Shape boundary entries
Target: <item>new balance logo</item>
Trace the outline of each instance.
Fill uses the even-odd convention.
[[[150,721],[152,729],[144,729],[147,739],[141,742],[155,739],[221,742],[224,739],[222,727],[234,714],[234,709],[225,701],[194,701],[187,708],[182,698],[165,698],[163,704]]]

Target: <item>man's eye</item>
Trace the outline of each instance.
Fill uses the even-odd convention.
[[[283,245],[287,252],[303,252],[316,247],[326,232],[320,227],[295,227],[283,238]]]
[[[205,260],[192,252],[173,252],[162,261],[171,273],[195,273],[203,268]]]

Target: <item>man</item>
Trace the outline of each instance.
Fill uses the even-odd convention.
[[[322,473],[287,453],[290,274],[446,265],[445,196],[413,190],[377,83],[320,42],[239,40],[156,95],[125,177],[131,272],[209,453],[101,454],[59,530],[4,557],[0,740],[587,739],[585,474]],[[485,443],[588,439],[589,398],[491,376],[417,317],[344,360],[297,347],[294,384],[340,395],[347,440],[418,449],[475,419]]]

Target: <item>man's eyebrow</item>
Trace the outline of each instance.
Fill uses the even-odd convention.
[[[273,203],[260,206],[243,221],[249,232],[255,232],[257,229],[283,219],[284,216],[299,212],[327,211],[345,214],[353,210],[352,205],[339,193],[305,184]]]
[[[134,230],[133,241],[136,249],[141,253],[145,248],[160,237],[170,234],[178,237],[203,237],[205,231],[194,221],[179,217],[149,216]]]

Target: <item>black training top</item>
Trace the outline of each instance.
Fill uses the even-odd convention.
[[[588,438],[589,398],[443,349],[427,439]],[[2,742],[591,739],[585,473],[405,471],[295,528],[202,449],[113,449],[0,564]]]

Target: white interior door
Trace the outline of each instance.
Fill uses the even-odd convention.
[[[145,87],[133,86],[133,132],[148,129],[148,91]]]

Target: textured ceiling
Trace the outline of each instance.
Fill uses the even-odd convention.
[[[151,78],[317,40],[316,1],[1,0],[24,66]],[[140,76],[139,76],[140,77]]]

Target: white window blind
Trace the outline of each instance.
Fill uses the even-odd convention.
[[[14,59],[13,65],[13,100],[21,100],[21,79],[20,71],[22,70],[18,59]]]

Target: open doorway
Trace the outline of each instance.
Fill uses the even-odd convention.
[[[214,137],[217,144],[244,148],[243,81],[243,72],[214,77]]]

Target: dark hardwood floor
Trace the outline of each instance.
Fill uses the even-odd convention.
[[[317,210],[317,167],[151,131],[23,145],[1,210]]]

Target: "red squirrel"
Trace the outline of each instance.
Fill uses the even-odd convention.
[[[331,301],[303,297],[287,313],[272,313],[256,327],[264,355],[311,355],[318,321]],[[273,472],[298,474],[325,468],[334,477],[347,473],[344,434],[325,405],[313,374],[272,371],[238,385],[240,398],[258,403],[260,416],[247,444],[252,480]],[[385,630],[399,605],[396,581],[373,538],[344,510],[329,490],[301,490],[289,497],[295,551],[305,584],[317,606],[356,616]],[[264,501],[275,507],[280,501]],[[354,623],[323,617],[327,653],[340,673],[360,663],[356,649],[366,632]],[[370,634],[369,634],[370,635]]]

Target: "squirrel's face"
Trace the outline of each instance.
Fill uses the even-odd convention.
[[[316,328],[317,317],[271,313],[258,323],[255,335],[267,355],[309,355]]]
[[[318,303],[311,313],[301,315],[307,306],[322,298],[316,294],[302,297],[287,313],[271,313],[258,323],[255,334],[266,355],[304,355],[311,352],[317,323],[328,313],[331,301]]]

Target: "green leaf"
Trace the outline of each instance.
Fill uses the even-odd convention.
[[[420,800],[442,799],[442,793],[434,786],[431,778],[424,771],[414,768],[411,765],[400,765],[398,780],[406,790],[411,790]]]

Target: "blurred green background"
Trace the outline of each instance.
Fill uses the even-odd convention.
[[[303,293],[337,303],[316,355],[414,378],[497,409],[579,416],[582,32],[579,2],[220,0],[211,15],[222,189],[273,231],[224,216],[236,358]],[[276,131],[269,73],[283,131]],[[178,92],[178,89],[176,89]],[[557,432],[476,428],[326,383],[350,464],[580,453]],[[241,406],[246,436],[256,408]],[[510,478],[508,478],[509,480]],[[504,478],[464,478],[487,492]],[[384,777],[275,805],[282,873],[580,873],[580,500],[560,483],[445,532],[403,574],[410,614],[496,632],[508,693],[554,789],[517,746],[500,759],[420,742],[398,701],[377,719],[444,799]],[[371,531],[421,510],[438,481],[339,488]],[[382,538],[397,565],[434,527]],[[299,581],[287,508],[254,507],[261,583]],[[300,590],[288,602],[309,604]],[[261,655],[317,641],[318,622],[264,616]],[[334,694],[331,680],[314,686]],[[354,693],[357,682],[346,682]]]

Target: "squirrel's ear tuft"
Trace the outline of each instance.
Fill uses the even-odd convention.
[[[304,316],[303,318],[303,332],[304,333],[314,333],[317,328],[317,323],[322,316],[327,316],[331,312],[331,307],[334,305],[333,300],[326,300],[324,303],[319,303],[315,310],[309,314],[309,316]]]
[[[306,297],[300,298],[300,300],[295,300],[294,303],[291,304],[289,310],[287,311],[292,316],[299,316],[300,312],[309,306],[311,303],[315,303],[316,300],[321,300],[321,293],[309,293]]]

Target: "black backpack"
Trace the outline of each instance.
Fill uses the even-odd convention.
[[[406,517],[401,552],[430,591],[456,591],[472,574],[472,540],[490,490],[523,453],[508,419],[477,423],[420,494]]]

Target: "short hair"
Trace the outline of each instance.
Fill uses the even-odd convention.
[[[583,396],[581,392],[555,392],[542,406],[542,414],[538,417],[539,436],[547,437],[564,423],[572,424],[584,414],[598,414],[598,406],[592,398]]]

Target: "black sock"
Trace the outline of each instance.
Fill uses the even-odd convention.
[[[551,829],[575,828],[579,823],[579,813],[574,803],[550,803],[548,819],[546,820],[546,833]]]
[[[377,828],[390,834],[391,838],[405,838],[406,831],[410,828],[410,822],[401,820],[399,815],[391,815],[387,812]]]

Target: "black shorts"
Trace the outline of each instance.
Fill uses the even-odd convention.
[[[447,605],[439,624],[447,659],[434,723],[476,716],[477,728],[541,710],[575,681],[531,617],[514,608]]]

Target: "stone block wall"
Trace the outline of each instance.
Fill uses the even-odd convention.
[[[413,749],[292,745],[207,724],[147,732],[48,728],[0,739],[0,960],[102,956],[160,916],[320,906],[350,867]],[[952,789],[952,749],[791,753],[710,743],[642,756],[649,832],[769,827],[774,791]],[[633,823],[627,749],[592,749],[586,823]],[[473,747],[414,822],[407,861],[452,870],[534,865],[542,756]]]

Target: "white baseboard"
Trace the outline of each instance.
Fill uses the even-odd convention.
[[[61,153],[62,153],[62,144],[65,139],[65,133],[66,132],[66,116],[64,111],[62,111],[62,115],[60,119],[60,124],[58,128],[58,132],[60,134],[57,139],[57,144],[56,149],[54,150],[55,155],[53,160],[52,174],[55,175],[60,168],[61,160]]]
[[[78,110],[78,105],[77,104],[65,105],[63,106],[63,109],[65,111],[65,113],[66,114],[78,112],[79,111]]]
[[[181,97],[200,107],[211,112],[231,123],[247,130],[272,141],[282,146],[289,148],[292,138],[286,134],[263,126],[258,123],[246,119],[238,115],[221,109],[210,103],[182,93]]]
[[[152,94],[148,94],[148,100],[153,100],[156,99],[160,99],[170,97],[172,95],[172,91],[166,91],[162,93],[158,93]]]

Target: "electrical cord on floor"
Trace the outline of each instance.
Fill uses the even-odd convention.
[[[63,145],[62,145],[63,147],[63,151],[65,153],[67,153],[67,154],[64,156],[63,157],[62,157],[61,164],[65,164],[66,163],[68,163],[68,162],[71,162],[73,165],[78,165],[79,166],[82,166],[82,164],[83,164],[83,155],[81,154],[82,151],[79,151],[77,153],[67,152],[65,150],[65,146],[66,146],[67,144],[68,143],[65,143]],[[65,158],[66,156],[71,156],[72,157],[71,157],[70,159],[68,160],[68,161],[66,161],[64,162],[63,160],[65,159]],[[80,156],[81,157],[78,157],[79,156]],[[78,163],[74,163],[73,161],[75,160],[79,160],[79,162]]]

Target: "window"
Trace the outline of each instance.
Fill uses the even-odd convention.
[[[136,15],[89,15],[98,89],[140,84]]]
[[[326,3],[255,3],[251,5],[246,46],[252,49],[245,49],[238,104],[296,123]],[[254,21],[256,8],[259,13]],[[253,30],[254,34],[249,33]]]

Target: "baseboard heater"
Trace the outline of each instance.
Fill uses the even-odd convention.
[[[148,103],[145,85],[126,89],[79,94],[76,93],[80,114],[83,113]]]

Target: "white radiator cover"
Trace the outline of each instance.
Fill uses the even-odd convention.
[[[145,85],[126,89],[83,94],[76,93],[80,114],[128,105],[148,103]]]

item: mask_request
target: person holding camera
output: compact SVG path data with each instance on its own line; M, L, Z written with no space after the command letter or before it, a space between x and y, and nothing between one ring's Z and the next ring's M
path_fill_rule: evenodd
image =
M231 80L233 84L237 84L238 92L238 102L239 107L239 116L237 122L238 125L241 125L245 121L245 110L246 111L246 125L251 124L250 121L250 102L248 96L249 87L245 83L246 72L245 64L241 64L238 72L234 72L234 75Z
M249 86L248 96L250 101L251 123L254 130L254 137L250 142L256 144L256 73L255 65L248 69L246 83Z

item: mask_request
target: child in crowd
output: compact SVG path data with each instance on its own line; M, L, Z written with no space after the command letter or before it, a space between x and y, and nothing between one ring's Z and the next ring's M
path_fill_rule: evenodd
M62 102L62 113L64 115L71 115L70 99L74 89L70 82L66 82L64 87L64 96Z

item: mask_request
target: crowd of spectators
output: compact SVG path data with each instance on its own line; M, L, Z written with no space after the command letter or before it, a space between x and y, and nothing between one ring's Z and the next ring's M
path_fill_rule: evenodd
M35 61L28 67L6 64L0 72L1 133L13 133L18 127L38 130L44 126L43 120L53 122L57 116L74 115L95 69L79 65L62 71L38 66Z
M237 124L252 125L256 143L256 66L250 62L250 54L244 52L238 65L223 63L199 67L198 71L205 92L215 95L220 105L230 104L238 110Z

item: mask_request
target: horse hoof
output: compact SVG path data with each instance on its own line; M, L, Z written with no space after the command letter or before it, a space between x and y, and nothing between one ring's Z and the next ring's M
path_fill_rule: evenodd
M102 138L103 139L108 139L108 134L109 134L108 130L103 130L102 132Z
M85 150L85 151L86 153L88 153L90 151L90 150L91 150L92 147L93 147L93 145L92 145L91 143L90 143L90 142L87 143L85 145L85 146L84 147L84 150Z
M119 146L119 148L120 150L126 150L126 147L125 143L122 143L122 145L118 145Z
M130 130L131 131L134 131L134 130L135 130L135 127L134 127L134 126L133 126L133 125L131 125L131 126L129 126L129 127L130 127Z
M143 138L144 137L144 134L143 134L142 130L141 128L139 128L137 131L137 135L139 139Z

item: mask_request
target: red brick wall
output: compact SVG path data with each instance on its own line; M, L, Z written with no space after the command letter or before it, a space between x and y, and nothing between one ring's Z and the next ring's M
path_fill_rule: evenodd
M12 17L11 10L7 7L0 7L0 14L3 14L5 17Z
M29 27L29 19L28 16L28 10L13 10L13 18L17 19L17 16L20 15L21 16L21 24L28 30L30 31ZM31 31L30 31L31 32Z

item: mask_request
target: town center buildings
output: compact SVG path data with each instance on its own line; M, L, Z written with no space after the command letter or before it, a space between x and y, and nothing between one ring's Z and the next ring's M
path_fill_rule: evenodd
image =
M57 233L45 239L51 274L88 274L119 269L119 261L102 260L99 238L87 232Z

JOB
List every line in the records that includes the word "squirrel".

TASK ANSWER
Target: "red squirrel"
Target: "squirrel's face"
Target: "squirrel's ear tuft"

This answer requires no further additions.